## What to do
Put every line of the material below into a JSON list of strings, one string per line, with blank lines left out.

## Information provided

§

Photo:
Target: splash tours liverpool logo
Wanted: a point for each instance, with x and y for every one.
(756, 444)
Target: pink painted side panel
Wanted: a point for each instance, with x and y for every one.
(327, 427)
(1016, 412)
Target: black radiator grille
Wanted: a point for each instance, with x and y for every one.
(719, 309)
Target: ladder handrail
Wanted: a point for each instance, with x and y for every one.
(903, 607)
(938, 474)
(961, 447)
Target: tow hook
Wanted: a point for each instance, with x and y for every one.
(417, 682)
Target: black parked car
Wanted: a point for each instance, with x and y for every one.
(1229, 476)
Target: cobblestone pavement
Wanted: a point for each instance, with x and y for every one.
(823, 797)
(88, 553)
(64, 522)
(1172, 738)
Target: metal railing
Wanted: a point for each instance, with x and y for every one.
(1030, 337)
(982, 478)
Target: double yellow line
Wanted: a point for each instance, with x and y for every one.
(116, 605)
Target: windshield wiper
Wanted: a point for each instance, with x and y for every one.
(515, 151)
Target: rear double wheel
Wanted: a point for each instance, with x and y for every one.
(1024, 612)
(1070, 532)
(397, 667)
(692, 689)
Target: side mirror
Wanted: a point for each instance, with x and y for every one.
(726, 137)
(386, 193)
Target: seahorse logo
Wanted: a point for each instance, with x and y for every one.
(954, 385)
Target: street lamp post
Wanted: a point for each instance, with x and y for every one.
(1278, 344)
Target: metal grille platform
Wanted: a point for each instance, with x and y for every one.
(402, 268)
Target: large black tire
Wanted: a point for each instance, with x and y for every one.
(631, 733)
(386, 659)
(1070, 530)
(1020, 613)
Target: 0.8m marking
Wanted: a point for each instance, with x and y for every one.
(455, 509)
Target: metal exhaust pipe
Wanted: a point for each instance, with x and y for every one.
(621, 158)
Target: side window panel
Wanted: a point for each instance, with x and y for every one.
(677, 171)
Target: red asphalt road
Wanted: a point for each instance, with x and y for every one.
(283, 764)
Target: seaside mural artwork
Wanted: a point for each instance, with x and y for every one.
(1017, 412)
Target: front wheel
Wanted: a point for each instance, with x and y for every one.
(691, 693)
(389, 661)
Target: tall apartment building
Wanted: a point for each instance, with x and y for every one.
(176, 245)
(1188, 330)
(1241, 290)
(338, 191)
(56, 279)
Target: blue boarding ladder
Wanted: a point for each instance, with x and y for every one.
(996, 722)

§

## Expected answer
[
  "Photo:",
  "Target: splash tours liverpool logo",
  "Wanted: a point for each instance, with x and y for every one.",
  "(756, 444)",
  "Target: pink painted side panel",
  "Wanted: a point for each instance, with x and y for every one.",
  "(327, 427)",
  "(1016, 412)",
  "Target: black radiator grille",
  "Wanted: a point for each instance, with x and y for every one.",
  "(719, 309)",
  "Target: ladder handrail",
  "Wanted: a point for each instance, with x and y for every one.",
  "(903, 607)",
  "(938, 474)",
  "(961, 447)",
  "Target: tow hook",
  "Wanted: a point for each instance, with x and y for every one.",
  "(417, 682)",
  "Target: black parked car",
  "Wanted: a point for each instance, with x and y for every one.",
  "(1229, 476)",
  "Target: cobblestone pavement",
  "Wanted: a point for each instance, with x and y for every one.",
  "(823, 797)",
  "(88, 553)",
  "(64, 522)",
  "(1172, 738)",
  "Target: metal railing",
  "Wanted: a point for each instance, with x and y for every one.",
  "(1030, 337)",
  "(982, 478)",
  "Target: double yellow line",
  "Wanted: a point for each instance, with x and y for every one.",
  "(116, 605)",
  "Target: windshield wiper",
  "Wanted: a point for each instance, with x and y for every one.",
  "(515, 151)",
  "Target: rear double wheel",
  "Wanted: a point for each instance, with x and y for every one.",
  "(1024, 612)",
  "(1070, 532)",
  "(397, 667)",
  "(692, 689)",
  "Target: side mirror",
  "Wanted: a point for each instance, with x and y for every one.",
  "(726, 137)",
  "(386, 193)",
  "Target: seahorse logo",
  "Wanted: a point for each instance, with x and y for every one.",
  "(954, 385)",
  "Target: street lamp post",
  "Wanted: a point for each instance, with x and y for every one.",
  "(1278, 344)",
  "Target: metal grille platform",
  "Wanted: a point for each instance, with x and y for every one.",
  "(402, 268)",
  "Target: large black tire",
  "Wanted: a point for each instance, with x and y for every one.",
  "(631, 733)",
  "(386, 659)",
  "(1070, 530)",
  "(1020, 613)",
  "Target: 0.8m marking",
  "Wanted: a point for each instance, with x and y for every one.",
  "(455, 509)",
  "Target: metal exhaust pipe",
  "Wanted: a point for each instance, with x and y for every one.",
  "(621, 158)",
  "Target: side window panel",
  "Wanted: a point for each instance, with x and y for every one.",
  "(677, 171)",
  "Target: red asphalt road",
  "Wanted: a point for each instance, with x and y for every one.",
  "(283, 764)",
  "Target: seaside mural artwork",
  "Wanted: a point for each instance, with x and y for every one.",
  "(1017, 412)",
  "Target: front wheel",
  "Wanted: a point for each instance, with x and y for every one.",
  "(691, 693)",
  "(389, 661)",
  "Target: tall apartment building",
  "Wanted: a point for each instance, with x and y for every one.",
  "(176, 245)",
  "(1188, 330)",
  "(1241, 290)",
  "(338, 191)",
  "(56, 279)",
  "Target: blue boarding ladder",
  "Wanted: a point for each instance, with x and y for every one.",
  "(996, 722)"
]